======== Stored records ========

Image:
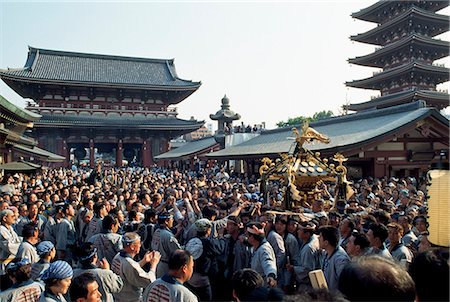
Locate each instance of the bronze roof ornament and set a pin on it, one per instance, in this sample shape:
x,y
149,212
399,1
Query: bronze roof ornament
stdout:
x,y
302,172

========

Challenge: Copy the material above line for line without altering any characters, but leave out the pictures.

Solution to this problem:
Image:
Locate each instance of the bronze roof ornament and set a pin on it, one per instance, in this sample shape:
x,y
149,212
399,1
Query: bronze roof ornament
stdout:
x,y
302,172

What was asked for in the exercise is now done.